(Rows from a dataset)
--

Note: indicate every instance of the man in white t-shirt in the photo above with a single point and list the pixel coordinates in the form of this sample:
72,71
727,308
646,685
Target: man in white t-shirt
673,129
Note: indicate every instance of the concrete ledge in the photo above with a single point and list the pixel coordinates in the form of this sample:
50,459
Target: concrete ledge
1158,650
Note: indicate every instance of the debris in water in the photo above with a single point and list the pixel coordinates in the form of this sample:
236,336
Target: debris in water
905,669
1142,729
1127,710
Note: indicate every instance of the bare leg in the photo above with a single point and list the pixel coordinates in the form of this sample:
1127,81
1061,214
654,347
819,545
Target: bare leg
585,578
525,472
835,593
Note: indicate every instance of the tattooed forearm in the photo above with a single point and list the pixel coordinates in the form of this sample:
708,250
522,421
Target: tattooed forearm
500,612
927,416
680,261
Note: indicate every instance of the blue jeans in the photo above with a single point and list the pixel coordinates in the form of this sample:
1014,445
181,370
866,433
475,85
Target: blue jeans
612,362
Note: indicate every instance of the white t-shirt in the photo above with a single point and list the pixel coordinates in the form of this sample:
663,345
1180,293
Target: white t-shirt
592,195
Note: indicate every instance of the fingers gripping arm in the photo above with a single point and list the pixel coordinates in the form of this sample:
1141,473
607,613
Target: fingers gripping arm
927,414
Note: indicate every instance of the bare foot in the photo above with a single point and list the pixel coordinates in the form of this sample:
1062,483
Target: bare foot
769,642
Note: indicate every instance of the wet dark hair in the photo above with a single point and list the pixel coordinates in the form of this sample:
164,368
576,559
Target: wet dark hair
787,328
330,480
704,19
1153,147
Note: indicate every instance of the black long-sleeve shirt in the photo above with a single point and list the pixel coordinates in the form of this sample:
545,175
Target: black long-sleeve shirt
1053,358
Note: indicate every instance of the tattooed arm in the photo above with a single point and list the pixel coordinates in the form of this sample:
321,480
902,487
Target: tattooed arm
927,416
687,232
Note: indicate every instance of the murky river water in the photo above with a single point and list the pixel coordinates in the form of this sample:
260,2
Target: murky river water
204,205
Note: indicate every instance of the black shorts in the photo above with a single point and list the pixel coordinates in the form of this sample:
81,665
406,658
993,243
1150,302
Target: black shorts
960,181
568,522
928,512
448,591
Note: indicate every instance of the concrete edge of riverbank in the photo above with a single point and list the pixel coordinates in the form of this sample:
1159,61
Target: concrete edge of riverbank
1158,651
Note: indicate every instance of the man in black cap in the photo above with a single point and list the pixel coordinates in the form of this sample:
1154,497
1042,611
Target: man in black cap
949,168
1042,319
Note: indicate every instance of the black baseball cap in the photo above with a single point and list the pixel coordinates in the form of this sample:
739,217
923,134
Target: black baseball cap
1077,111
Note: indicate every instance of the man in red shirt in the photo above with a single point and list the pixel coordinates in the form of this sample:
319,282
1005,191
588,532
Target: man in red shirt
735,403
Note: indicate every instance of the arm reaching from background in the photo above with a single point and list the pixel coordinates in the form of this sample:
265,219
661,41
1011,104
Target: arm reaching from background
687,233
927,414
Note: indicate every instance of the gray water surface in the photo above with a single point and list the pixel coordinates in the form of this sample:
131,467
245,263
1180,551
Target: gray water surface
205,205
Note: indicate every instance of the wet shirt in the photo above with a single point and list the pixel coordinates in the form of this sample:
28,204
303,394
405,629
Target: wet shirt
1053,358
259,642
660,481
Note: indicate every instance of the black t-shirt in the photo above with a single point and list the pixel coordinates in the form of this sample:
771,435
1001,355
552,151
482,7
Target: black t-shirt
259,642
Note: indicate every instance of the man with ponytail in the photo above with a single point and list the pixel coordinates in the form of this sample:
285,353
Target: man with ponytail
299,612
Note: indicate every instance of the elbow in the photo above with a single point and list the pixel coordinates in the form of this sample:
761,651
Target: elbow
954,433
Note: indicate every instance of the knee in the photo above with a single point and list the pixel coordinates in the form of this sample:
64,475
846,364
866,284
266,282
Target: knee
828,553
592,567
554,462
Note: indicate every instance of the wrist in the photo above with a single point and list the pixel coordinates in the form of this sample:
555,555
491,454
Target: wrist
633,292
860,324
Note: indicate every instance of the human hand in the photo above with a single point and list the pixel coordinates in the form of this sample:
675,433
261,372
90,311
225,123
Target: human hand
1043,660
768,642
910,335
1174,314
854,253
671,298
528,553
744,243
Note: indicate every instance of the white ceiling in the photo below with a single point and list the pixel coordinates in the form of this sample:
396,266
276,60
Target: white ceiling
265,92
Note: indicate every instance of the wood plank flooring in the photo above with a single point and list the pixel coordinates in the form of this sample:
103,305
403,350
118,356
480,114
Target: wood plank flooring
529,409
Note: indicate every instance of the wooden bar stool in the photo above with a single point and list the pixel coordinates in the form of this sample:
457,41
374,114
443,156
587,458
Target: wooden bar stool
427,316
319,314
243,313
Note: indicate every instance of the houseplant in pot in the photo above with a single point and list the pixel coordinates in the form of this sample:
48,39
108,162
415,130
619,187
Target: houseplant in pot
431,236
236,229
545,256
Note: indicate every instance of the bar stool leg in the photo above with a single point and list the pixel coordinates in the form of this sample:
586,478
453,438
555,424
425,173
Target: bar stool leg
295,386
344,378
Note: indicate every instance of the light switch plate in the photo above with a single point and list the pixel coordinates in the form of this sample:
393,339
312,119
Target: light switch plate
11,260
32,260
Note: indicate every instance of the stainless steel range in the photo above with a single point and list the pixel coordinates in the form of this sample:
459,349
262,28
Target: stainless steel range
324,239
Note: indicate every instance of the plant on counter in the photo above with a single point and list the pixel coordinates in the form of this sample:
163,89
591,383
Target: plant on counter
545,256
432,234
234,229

--

**Task:**
Return all of the above records exactly, leaving no line out.

**Exercise response:**
Note: indicate every instance of the man in white t-shirt in the photo above with a single point and list the pixel coordinates in the form of this sample:
72,71
727,308
646,685
Target: man in white t-shirt
673,129
Note: indicate every instance of the concrete ledge in the photo above with a single point and list the pixel coordinates in the form of this sample:
50,459
Target: concrete ledge
1158,650
Note: indicate every instance of the debris in water in the photo above with a single point and list the pixel coordinates in the form of this sample:
236,336
Target: debris in water
905,669
1142,729
1127,710
Note: indicate every instance of the bare leg in the photo above with a single point and list the pixel coordinates in the form of this sample:
1127,81
1061,214
654,347
819,545
Target: bare leg
585,578
525,472
835,593
Note: indicate every instance of the tattooed forearm in the photo above with a single point and list the pixel coordinates in the form of this sample:
708,250
522,421
Target: tattooed forearm
500,612
927,416
680,261
Note: indicate every instance of the blue jeans in the photo above with a single point and list the pixel coordinates in the form of this sample:
1014,445
181,370
866,433
475,85
Target: blue jeans
612,362
Note: indicate every instance of the white t-shirt in the photo above with a single point and list the pixel coordinates in the form of this sample:
663,345
1180,293
Target: white t-shirt
592,195
Note: indicate every instance of the fingers gripping arm in the photo above with a single point and list the pixel coordinates in the form of this sample:
1141,473
607,613
Target: fingers gripping arm
927,414
Note: indicate every instance of the bare foot in the photo above with a single point and list the pixel coordinates in the form of this sample:
1062,483
Target: bare foot
769,642
Note: indicate every instance of the wet dark hair in the photo above with a single point and list the pixel coordinates in the form of this sample:
164,368
576,559
Target: wet dark hair
787,328
330,480
704,19
1153,147
Note: indicate every instance of the black long-sleeve shirt in the photo above with a single point and list the pixel coordinates in the form of this sample:
545,175
Target: black long-sleeve shirt
1053,358
Note: indicate every instance of the tattooed arm in the photo above with a single point and list the pixel coordinates in the form of this sample:
321,480
902,487
Target: tattooed arm
927,416
687,232
Note: indicate every instance of the murky river water in the photo above with a single point and list the pixel coordinates in the form of this sample:
260,2
Target: murky river water
204,205
Note: indicate every instance of the black shorts in the photo above with a single point and list the pixel coordinates in the form of this sample:
81,665
406,658
993,243
1150,302
Target: black shorts
960,181
568,522
928,512
448,591
Note: indicate every instance of the concrete edge of riverbank in the photo above with a single point and list the pixel coordinates in the form of this sample:
1159,61
Target: concrete edge of riverbank
1158,651
Note: indicate every instance of the man in black cap in the photo above with a single point and list the pixel coordinates in the form of this sample:
1154,497
1042,611
Target: man in black cap
949,168
1042,319
Note: indicate every instance of the black baseball cap in the photo above with a single point and list the pixel coordinates in the form of this sample:
739,217
923,134
Target: black baseball cap
1077,111
Note: indicate every instance of the man in red shirt in the photo above with a single point and list the pixel coordinates in the form of this sample:
319,282
1005,191
588,532
Target: man in red shirt
735,403
Note: indicate every instance of the arm reaching from background in the photo above with a single point and list the pixel coordinates in the form of this sample:
265,219
661,41
1011,104
Target: arm reaching from background
687,233
927,414
Note: indicate every instance of the gray water surface in the photo above with a single point and list the pixel coordinates in the form of this sample:
131,467
245,263
1180,551
Target: gray water surface
205,205
Note: indicate every instance of the wet shirt in the photo above with a single point and list the pixel coordinates in the form of this sample:
28,204
303,394
405,629
Target: wet shirt
1053,358
259,642
660,481
Note: indicate every instance of the black t-shirt in the photo above with a single point and list the pixel coordinates in the form of this sample:
771,435
1001,355
552,151
482,7
Target: black t-shirt
259,642
Note: indicate every instance of the man with ponytail in the photo above with a single point and list the pixel coordinates in the form of this sample:
285,353
Target: man with ponytail
299,612
Note: indicate every instance of the elbow in the photo above with a single point and list the pixel coordinates in the form of this sample:
761,651
Target: elbow
954,433
Note: indicate every instance of the knee in the photo above with a single point and list the pixel coordinates in the form of this sample:
64,475
846,364
866,284
266,282
Target: knee
828,553
592,567
554,462
Note: indicate every instance of the wrist in the photo above with a single point and list the pixel coordinates in the form of this sample:
555,555
491,454
Target: wrist
633,292
860,324
Note: indicate every instance of the human hand in the photo above with a single point and list the pixel coordinates in the form of this sample:
675,433
261,372
90,311
225,123
Target: human hand
1043,660
768,642
910,335
1174,314
854,253
671,298
528,553
744,243
Note: indicate every instance of the white ceiling in the photo below with a single point and list the pixel coordinates in the form of this sample:
396,266
276,60
Target: white ceiling
265,92
Note: indicate every instance of the wood plank flooring in the photo above with a single point and list the pixel coordinates in the form of this sample:
103,305
403,350
118,356
480,114
Target: wood plank flooring
529,409
Note: indicate every instance of the wooden bar stool in the photo above with a single point and list the pixel coordinates in the form of this sample:
457,41
374,114
443,156
587,458
Target: wooden bar stool
427,316
319,314
243,313
Note: indicate every instance of the houseplant in pot in the photo above with a single point and list the pixel coordinates in the form of this sample:
48,39
108,162
415,130
619,187
Target: houseplant in pot
431,236
236,229
545,256
Note: indicate every instance of the bar stool leg in the photo above with a single point and list the pixel coordinates in the form of this sample:
586,478
453,438
555,424
425,173
Target: bar stool leg
295,386
344,378
Note: indicate every instance of the light switch plate in the photo above with a single point and list the pixel coordinates in the form of this sample:
393,339
312,119
Target: light switch plate
11,260
32,260
Note: indicate every instance of the stainless steel range in the photo above with a single point and list the pixel coordinates in the form of this sample:
459,349
262,28
Target: stainless steel range
324,239
Note: indicate every instance of the plant on counter in the photo above with a single point and list the pixel coordinates in the form of this sample:
163,89
591,383
Target: plant on counter
545,256
432,234
234,229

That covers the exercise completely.